Records supplied:
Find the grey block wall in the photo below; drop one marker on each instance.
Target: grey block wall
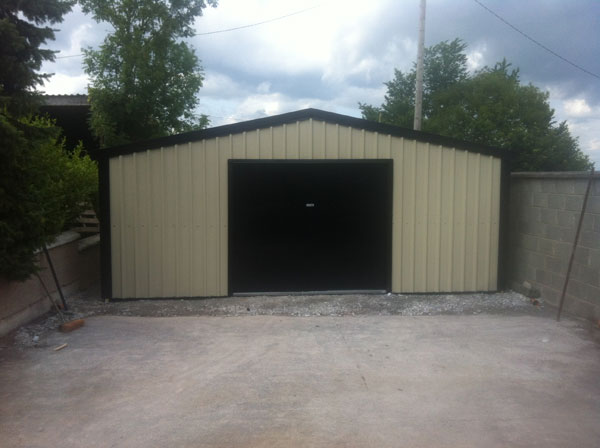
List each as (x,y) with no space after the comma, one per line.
(544,212)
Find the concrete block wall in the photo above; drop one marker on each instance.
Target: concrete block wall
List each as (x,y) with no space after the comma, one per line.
(77,262)
(544,212)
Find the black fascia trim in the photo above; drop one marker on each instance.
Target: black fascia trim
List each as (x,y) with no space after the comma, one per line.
(503,225)
(292,117)
(105,238)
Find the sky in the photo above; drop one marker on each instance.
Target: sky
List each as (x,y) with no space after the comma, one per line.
(337,53)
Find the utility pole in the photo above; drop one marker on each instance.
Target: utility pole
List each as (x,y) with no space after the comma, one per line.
(419,83)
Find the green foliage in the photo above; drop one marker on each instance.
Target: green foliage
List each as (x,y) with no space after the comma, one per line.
(42,188)
(144,78)
(489,107)
(444,65)
(22,33)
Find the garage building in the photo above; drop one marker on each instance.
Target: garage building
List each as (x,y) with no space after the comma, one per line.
(308,201)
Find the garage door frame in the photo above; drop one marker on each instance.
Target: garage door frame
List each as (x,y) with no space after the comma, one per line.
(388,165)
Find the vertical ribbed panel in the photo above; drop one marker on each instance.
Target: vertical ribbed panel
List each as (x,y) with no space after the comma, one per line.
(169,211)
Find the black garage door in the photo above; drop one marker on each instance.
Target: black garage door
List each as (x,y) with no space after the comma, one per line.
(310,226)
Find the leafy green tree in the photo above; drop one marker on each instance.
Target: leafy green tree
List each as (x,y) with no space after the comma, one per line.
(444,65)
(23,30)
(490,107)
(144,77)
(42,186)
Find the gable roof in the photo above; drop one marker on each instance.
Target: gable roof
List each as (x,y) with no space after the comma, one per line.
(292,117)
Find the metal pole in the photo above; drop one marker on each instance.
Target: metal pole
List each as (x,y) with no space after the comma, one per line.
(62,297)
(419,82)
(564,291)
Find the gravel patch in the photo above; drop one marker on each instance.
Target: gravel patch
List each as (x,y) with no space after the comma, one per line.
(88,303)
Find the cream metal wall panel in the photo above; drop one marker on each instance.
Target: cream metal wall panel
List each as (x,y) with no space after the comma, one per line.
(169,210)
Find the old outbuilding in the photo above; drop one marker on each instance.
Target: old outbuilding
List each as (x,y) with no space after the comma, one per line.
(306,201)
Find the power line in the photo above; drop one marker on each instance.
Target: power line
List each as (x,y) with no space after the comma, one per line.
(69,56)
(258,23)
(274,19)
(539,44)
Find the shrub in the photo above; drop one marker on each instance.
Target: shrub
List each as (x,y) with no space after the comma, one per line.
(42,188)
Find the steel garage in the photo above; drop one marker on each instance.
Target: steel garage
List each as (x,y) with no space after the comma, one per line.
(301,202)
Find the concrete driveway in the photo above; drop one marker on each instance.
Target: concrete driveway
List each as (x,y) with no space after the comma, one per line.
(265,381)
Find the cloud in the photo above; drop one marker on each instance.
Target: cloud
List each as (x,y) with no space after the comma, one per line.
(61,84)
(577,107)
(342,51)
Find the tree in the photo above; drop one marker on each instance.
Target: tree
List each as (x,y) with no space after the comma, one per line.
(444,65)
(144,77)
(22,32)
(41,185)
(42,188)
(489,107)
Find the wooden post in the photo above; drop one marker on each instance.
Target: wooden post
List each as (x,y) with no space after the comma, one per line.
(419,82)
(564,291)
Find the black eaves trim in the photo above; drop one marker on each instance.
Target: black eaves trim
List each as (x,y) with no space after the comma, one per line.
(292,117)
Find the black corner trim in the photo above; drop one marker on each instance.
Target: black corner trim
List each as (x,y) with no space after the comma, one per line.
(105,243)
(292,117)
(503,231)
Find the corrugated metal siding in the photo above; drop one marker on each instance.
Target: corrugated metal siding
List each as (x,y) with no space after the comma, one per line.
(169,209)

The task:
Find the word "cloud" in the records. Copy every line it appears in.

Response below:
Find the cloud in the photo above; drop one marker on each instance.
Target: cloud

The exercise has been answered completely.